>>>

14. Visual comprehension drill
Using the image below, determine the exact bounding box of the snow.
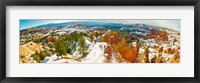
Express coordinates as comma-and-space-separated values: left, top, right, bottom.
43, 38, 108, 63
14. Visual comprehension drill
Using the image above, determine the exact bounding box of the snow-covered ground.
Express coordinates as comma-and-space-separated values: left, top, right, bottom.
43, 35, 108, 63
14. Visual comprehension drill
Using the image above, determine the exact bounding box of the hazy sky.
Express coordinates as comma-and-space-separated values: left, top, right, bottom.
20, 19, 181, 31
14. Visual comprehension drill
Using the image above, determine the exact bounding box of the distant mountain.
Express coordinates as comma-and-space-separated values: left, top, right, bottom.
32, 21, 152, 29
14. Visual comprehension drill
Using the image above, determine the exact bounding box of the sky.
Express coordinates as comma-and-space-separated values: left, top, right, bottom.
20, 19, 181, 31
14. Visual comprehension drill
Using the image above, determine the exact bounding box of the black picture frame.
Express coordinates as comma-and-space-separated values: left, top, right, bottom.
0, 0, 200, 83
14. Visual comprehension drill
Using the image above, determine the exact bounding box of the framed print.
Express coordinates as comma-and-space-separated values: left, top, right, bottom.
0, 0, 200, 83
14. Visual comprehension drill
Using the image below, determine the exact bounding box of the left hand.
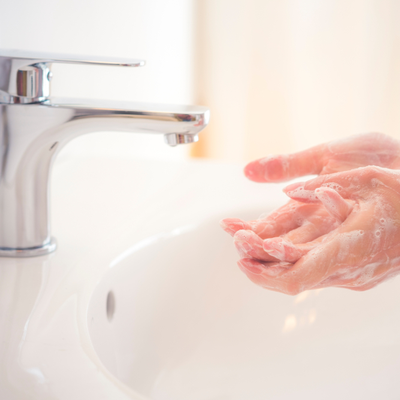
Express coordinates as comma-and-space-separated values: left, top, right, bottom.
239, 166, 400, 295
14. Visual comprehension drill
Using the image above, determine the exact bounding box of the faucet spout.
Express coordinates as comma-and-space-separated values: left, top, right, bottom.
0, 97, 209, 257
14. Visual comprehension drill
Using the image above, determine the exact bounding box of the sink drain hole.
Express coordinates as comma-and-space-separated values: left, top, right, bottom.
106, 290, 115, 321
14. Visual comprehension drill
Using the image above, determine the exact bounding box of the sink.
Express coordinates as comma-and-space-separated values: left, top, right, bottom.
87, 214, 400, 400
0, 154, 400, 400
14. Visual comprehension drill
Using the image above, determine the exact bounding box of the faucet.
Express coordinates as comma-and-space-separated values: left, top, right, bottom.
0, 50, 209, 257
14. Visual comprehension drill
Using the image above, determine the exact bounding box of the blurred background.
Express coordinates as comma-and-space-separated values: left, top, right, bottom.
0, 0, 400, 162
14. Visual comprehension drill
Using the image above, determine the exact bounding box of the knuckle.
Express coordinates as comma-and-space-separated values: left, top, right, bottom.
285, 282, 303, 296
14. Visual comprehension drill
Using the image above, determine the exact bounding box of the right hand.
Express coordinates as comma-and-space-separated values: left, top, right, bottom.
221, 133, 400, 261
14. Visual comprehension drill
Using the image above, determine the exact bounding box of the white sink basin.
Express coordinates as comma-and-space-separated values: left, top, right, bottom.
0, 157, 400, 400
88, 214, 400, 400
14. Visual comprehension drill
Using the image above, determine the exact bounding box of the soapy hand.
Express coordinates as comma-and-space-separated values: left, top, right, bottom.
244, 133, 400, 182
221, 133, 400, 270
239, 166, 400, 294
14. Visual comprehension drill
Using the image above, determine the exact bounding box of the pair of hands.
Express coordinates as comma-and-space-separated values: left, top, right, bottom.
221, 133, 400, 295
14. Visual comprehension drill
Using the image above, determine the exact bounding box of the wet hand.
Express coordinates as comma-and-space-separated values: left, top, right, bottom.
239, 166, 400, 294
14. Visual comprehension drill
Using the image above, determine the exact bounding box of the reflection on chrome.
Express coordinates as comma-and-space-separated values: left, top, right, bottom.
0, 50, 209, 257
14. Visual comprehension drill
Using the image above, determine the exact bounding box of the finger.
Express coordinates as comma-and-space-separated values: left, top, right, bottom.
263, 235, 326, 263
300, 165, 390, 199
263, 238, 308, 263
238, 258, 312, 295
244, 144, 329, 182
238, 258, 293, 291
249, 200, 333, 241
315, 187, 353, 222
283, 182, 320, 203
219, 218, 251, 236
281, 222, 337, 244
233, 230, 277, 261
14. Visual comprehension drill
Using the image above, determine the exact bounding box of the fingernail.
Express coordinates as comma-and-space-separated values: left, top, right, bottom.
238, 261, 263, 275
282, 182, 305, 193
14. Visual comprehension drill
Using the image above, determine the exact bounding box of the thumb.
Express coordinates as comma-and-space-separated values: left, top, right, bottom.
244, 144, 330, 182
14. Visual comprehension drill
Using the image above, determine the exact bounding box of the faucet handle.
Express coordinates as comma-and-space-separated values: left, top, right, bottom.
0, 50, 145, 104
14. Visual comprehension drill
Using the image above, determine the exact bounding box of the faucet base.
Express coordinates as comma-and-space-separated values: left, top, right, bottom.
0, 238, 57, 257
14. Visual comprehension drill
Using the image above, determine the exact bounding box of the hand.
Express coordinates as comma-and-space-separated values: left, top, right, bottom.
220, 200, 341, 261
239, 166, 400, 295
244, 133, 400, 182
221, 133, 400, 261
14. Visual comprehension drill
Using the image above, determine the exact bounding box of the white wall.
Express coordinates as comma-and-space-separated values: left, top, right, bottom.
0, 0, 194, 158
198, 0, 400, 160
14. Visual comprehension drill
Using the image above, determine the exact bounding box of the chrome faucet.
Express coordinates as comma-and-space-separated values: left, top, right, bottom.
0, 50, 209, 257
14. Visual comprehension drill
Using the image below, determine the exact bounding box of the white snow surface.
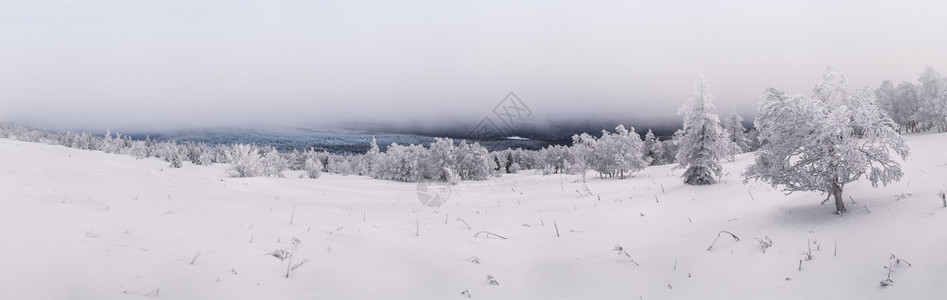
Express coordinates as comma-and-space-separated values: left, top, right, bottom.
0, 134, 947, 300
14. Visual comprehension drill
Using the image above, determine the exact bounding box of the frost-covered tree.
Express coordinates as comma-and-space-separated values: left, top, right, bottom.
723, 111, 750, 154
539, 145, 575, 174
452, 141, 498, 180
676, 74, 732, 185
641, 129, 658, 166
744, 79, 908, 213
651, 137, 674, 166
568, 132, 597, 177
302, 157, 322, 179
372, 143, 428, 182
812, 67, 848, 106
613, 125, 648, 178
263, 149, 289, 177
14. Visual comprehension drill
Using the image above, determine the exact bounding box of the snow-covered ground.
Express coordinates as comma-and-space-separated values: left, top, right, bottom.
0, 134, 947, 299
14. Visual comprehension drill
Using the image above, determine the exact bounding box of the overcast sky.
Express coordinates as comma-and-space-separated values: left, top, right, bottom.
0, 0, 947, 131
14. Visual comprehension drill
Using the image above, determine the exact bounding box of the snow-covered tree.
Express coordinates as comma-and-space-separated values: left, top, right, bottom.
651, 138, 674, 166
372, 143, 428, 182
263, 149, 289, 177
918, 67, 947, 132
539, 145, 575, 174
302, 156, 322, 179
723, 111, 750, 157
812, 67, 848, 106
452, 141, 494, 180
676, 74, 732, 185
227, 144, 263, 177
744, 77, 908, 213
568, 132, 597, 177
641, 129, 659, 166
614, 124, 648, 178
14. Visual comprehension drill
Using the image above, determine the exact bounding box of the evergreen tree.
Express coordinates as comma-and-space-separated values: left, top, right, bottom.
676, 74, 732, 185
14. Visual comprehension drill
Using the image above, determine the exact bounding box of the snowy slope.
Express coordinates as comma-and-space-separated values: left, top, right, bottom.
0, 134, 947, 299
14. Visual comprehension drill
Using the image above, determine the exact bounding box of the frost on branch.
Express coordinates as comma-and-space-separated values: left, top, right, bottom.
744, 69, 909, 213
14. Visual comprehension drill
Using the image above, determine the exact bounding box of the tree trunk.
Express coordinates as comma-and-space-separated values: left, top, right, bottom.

<<<

▶ _PROBLEM TO SOLVE_
List every line above that contains the word "chrome", matching case exactly.

▶ _RESPONSE TO THIS TASK_
Using the image above, determine the exact bounding box of the reflection on chrome.
Using the image above, determine the exact bounding box of the chrome faucet.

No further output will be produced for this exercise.